Retype exactly the lines from the line with "formatted like (367,38)." to the end of the data, keeping both boundary lines.

§ **ENTRIES SHOWN**
○ ○ ○ ○ ○

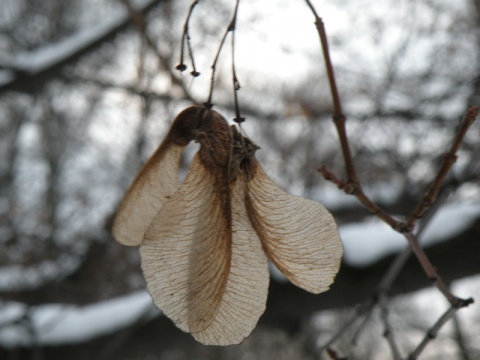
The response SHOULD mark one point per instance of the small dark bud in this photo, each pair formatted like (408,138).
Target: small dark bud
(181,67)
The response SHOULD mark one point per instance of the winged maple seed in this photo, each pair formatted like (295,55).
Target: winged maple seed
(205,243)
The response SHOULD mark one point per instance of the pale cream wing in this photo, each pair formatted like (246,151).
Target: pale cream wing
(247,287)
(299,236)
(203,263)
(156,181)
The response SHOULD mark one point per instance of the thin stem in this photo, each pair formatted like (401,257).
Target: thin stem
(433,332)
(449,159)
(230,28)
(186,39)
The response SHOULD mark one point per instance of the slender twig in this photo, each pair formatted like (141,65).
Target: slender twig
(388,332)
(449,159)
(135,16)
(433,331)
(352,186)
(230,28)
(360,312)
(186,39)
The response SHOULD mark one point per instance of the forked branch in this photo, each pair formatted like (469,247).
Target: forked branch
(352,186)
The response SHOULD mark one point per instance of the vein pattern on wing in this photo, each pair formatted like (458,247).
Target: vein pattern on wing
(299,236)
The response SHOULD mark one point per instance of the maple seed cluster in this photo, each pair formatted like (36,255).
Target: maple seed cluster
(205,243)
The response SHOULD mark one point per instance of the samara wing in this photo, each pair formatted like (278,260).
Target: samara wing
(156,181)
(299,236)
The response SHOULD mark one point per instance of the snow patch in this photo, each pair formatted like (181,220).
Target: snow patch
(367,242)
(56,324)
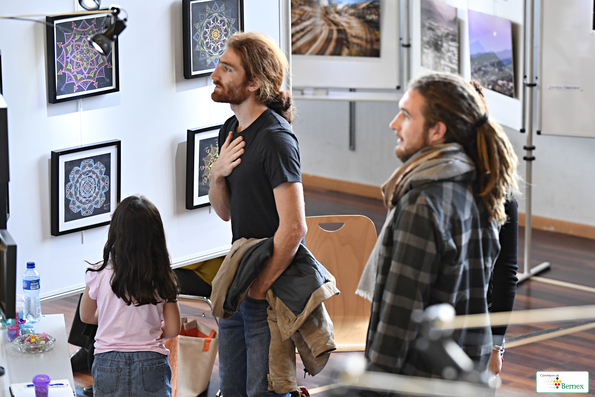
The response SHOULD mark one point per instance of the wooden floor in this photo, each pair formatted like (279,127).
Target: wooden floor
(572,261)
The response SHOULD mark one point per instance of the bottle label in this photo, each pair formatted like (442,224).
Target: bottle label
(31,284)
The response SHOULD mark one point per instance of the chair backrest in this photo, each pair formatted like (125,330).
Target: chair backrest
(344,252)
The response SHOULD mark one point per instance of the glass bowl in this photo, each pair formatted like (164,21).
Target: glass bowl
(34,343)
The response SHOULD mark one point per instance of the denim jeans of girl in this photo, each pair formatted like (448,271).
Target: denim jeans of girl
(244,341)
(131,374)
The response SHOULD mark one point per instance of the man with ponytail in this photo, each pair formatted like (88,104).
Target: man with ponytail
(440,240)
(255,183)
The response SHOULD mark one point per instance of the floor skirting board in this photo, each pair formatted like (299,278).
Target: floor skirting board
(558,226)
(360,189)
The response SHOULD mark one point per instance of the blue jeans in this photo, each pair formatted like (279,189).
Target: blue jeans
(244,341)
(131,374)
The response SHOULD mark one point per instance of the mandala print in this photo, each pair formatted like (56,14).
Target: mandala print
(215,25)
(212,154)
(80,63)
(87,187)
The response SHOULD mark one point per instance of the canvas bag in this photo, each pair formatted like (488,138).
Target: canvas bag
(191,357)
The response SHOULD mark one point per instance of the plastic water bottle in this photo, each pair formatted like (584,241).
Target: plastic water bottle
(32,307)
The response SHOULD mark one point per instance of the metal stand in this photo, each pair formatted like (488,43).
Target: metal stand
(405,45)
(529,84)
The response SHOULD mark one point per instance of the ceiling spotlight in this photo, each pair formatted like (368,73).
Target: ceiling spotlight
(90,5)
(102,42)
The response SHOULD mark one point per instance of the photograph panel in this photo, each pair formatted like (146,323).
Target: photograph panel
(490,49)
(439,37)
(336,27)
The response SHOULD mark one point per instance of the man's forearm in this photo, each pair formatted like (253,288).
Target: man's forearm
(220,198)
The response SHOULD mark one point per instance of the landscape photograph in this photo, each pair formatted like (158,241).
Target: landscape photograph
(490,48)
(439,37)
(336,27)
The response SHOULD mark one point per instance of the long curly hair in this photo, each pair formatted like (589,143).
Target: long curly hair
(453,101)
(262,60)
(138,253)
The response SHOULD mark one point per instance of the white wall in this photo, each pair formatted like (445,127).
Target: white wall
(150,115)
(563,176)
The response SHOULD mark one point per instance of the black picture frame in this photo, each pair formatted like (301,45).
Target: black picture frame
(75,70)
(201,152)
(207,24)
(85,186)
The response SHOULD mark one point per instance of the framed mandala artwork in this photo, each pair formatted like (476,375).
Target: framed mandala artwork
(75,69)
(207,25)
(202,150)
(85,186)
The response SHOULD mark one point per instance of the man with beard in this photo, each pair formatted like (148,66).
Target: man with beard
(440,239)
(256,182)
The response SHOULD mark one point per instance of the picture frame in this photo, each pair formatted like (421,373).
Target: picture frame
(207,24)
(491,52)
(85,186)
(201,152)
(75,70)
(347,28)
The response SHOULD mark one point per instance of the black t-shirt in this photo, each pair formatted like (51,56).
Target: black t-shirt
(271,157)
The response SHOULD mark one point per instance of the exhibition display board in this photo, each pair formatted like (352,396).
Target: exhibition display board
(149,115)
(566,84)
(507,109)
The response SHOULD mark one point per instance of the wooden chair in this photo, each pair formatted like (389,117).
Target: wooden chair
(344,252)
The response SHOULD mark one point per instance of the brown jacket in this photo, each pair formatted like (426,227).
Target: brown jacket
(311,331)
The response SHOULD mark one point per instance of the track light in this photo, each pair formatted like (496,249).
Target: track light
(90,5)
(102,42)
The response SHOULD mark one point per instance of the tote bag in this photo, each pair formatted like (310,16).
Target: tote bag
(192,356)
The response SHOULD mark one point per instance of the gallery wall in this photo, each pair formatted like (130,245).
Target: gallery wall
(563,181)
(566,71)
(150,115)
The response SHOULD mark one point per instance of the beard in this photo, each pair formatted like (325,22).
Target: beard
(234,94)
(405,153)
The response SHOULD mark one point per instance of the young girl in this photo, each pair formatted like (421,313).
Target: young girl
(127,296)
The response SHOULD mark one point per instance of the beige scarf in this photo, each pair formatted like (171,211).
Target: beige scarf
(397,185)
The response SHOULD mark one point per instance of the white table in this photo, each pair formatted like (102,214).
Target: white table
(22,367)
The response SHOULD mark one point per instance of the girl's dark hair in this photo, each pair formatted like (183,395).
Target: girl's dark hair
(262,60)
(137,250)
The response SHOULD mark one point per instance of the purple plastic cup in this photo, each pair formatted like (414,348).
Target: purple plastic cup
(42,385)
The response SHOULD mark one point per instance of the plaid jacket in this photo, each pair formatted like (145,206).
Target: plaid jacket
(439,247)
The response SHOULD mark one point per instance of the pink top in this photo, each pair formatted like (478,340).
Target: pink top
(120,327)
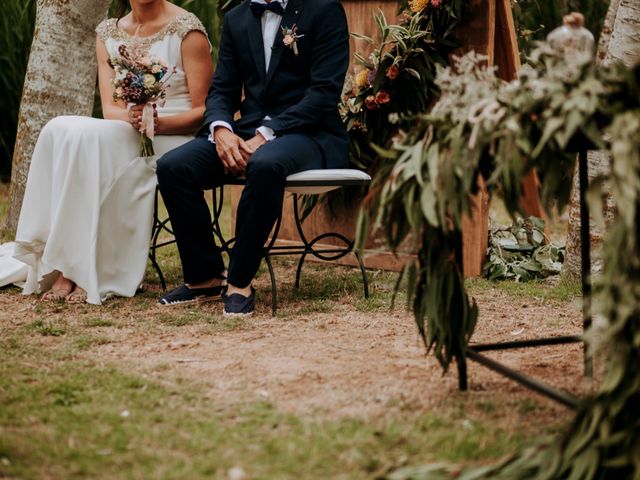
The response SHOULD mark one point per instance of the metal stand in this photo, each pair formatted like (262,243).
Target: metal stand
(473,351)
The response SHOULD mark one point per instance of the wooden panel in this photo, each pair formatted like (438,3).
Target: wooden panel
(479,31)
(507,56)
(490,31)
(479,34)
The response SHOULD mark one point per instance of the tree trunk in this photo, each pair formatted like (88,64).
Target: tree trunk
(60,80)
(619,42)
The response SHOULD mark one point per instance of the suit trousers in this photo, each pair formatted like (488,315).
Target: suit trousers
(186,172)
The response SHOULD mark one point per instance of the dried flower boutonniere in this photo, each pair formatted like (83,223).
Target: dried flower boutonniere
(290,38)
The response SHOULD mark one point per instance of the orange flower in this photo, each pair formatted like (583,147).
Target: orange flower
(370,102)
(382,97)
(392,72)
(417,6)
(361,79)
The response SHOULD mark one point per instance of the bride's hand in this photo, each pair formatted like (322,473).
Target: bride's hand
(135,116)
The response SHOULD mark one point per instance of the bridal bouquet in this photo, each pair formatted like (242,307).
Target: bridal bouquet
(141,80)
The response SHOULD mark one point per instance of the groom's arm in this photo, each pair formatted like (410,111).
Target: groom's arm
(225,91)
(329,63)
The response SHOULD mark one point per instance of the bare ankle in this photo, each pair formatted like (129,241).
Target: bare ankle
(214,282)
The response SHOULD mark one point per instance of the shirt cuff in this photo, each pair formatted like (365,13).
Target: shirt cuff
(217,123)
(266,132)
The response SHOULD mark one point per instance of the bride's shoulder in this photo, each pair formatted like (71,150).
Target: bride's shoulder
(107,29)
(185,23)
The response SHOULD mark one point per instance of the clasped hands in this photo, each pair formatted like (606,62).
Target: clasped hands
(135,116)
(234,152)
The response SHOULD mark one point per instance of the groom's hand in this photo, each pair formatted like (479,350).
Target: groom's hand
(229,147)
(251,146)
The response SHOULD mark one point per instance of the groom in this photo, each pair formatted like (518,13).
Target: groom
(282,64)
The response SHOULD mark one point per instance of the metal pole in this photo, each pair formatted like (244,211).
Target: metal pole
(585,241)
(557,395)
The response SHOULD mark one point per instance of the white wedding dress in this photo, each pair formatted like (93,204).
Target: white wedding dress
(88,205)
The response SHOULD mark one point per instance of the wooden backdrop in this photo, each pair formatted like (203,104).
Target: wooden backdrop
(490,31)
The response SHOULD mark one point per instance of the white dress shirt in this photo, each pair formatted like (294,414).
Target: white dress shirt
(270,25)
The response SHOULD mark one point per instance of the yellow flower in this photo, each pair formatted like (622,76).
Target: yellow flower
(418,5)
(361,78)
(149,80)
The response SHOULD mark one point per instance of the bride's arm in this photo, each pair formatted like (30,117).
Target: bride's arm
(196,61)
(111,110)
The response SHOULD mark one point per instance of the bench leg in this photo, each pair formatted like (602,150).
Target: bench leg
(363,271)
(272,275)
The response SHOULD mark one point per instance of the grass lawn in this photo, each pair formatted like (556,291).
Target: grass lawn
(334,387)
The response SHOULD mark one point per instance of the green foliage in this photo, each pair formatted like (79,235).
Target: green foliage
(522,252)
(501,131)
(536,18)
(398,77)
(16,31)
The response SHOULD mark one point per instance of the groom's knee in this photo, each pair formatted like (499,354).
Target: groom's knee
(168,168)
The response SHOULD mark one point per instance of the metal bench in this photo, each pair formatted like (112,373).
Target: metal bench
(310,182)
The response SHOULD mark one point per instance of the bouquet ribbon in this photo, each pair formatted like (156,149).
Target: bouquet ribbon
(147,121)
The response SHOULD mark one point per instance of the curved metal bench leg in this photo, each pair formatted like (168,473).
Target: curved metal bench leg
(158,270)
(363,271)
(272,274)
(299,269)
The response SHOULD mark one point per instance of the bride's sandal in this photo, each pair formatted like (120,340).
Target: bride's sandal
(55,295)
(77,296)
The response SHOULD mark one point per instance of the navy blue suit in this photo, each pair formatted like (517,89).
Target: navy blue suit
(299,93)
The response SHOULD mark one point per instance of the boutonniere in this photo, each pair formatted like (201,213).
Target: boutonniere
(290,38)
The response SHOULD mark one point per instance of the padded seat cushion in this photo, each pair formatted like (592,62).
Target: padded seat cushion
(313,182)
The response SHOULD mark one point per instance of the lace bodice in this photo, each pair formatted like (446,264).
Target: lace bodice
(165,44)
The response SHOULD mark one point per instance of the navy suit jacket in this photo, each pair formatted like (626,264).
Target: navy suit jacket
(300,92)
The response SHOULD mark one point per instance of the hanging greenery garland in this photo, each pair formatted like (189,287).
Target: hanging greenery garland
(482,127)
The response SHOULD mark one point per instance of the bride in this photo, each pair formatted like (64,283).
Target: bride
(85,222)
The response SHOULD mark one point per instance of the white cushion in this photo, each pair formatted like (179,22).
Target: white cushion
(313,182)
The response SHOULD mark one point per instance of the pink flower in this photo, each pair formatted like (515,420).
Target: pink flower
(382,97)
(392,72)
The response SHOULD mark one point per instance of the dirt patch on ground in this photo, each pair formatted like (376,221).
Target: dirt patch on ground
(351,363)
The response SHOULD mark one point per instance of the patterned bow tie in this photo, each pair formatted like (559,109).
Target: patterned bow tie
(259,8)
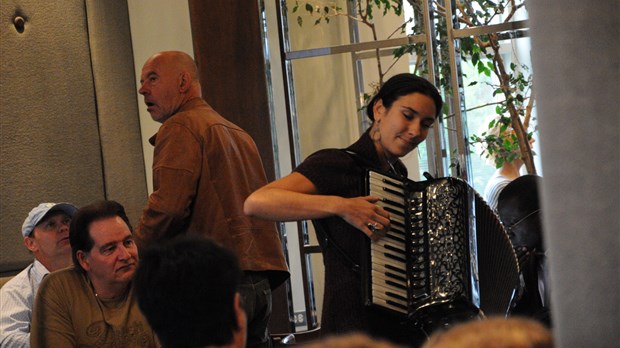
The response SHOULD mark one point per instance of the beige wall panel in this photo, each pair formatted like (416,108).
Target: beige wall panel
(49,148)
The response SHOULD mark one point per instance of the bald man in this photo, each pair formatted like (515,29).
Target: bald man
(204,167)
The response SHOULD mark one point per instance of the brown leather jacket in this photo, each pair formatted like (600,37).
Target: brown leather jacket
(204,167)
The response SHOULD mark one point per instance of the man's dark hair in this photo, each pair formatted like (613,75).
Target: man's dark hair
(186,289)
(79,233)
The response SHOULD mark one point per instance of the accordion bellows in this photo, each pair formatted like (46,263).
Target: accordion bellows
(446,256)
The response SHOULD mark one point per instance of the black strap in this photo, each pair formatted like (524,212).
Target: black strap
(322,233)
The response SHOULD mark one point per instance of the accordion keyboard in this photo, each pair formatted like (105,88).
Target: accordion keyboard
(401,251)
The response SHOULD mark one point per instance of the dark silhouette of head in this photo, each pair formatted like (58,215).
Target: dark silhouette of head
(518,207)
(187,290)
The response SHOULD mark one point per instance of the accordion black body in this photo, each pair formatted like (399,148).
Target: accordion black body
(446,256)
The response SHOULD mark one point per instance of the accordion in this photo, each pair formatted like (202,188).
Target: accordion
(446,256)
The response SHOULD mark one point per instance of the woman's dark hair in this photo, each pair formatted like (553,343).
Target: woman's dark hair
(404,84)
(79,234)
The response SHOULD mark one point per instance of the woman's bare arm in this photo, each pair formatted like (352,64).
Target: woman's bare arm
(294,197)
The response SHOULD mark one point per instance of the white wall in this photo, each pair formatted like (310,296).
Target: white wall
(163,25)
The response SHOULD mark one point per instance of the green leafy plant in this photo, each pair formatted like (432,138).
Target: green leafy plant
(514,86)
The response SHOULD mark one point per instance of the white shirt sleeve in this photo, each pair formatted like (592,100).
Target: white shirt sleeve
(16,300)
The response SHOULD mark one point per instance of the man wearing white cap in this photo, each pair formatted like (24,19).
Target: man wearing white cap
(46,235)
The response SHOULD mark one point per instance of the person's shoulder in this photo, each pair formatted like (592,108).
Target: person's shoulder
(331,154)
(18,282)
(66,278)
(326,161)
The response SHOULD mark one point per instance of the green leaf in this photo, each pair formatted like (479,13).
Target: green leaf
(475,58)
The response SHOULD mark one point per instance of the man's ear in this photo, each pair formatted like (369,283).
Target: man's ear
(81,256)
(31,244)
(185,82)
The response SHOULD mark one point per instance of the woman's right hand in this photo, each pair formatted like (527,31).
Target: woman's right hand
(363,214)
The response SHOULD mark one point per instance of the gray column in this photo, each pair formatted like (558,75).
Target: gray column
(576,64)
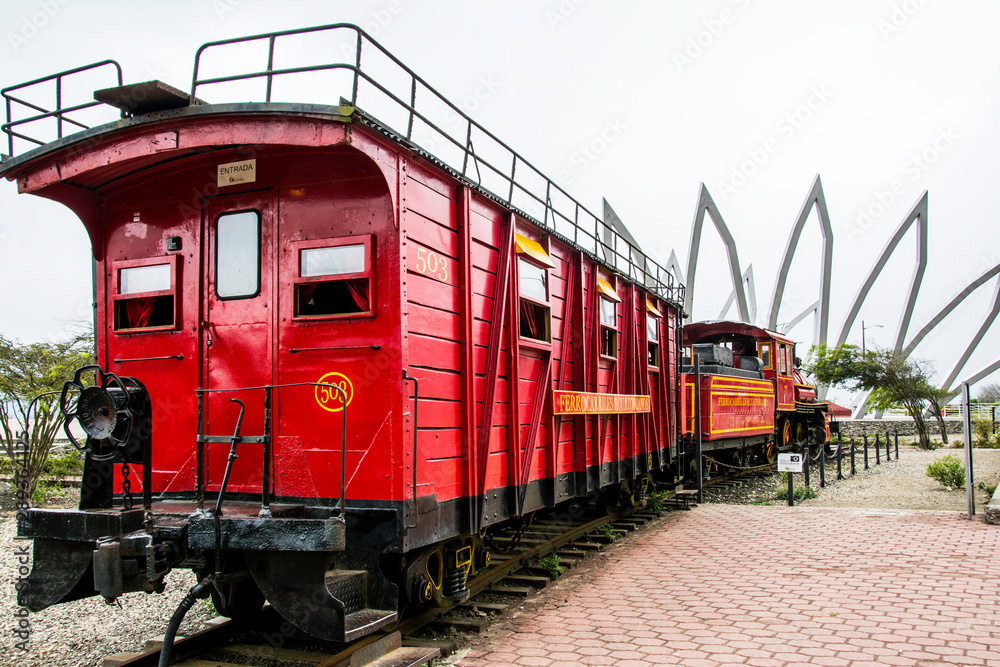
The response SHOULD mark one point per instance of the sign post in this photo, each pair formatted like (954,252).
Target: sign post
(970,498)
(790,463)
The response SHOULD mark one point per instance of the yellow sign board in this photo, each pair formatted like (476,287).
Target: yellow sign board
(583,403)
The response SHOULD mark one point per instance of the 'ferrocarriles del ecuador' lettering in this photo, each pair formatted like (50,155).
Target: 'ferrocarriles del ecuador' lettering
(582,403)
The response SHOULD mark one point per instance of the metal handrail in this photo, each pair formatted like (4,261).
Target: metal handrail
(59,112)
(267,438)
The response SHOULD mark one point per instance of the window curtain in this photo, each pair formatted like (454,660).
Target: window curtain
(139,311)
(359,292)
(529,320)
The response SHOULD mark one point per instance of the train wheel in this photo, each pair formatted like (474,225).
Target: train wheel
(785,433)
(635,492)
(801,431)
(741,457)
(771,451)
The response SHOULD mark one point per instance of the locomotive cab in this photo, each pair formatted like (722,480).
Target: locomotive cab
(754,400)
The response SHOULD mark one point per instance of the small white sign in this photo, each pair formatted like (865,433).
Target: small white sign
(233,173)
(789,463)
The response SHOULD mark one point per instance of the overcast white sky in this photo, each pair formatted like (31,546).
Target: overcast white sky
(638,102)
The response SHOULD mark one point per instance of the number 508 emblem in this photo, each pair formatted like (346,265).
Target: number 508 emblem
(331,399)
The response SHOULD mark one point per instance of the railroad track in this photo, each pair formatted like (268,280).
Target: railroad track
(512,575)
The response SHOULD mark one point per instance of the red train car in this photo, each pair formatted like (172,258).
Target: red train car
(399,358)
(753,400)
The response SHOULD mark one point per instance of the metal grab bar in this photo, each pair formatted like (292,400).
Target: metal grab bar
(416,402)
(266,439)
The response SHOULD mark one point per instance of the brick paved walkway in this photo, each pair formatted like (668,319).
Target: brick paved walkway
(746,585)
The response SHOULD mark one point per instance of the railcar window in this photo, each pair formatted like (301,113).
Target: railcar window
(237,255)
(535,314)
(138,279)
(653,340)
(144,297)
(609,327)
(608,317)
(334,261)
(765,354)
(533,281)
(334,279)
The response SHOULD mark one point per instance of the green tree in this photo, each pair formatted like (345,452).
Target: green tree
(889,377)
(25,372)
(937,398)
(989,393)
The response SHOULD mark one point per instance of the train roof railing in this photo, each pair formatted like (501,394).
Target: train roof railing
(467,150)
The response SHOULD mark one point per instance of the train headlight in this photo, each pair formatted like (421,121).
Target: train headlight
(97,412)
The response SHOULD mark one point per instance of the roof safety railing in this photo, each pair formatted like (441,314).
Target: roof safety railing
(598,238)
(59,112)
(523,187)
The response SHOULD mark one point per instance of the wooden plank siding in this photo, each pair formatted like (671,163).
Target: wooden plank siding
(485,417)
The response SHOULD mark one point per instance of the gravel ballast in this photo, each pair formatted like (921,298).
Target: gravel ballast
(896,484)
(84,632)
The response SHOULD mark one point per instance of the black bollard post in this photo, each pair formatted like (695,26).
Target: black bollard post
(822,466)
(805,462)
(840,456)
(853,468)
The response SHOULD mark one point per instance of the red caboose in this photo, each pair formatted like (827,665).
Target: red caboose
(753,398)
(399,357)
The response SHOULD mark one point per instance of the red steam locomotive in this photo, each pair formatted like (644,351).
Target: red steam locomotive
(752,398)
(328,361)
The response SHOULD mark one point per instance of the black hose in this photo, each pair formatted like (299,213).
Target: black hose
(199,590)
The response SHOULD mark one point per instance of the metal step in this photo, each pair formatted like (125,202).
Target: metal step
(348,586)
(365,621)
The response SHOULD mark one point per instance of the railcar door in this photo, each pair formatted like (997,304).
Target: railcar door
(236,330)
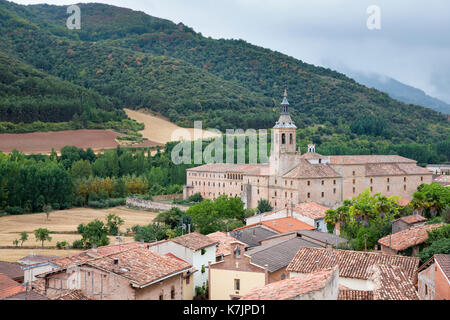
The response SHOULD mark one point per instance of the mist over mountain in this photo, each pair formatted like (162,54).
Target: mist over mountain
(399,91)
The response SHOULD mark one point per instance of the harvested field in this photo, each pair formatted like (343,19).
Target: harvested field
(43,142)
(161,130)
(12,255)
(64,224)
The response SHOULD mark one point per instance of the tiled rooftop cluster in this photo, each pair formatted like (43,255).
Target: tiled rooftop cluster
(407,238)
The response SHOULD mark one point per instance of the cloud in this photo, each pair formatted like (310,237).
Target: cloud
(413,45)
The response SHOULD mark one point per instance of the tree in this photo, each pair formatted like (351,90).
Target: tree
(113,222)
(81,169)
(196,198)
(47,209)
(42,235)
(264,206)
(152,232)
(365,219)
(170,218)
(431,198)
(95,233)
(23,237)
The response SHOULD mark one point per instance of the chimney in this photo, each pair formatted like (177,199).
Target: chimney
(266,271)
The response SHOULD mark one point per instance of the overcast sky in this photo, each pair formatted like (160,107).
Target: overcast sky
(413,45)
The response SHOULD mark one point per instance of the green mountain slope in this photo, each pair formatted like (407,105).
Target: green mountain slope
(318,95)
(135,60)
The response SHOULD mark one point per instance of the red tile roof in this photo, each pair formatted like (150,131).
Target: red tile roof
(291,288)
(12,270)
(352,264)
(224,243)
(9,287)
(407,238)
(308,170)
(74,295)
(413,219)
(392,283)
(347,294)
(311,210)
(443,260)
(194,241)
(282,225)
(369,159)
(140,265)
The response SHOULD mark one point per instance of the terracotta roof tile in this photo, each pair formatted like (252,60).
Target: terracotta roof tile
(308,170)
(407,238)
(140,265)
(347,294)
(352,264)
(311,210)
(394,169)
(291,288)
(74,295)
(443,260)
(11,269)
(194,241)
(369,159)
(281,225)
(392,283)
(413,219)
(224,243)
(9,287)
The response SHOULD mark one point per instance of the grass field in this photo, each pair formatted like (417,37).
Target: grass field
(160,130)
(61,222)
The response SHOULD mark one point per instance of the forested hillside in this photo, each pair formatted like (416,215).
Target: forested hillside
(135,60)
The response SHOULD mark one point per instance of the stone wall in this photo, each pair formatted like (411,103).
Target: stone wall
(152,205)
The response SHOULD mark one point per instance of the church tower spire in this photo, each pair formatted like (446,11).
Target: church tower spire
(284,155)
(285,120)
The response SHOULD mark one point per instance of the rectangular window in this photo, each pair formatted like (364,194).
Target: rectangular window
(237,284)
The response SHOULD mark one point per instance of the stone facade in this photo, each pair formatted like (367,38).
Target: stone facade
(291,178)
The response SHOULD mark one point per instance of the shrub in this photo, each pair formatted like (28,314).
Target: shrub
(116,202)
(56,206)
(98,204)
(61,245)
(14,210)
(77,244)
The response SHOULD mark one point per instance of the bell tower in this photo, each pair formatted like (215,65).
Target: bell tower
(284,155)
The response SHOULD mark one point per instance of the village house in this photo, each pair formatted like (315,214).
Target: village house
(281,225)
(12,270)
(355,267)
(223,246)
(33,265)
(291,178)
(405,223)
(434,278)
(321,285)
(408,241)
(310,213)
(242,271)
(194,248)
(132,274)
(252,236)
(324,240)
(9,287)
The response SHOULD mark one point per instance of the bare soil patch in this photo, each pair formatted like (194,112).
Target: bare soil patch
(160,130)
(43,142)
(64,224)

○ ○ ○ ○ ○

§ **EXPECTED ANSWER**
The response SHOULD mark one point per instance of the stone facade in this photo, each pair formatted like (367,38).
Target: stone facade
(291,178)
The response SHOULD mark one point per instance of the shrub in this photo, each pair formatted like (28,314).
Target: shrub
(116,202)
(56,206)
(98,204)
(61,245)
(14,210)
(77,244)
The response SHOULD mark one point per instance of the bell tower in this photo, each pair formatted like (215,65).
Target: bell tower
(284,155)
The response SHOULD mark one point per instance of the village house in this photo, each pair formatted like (315,214).
Target: village house
(281,225)
(12,270)
(355,267)
(223,246)
(33,265)
(291,178)
(405,223)
(434,278)
(321,285)
(408,241)
(310,213)
(242,271)
(194,248)
(132,274)
(252,236)
(324,240)
(9,287)
The response SHOULD mark one point per instance of the bare soil patch in this photo, each pair formatted like (194,112).
Target: bare soil patch
(160,130)
(43,142)
(64,224)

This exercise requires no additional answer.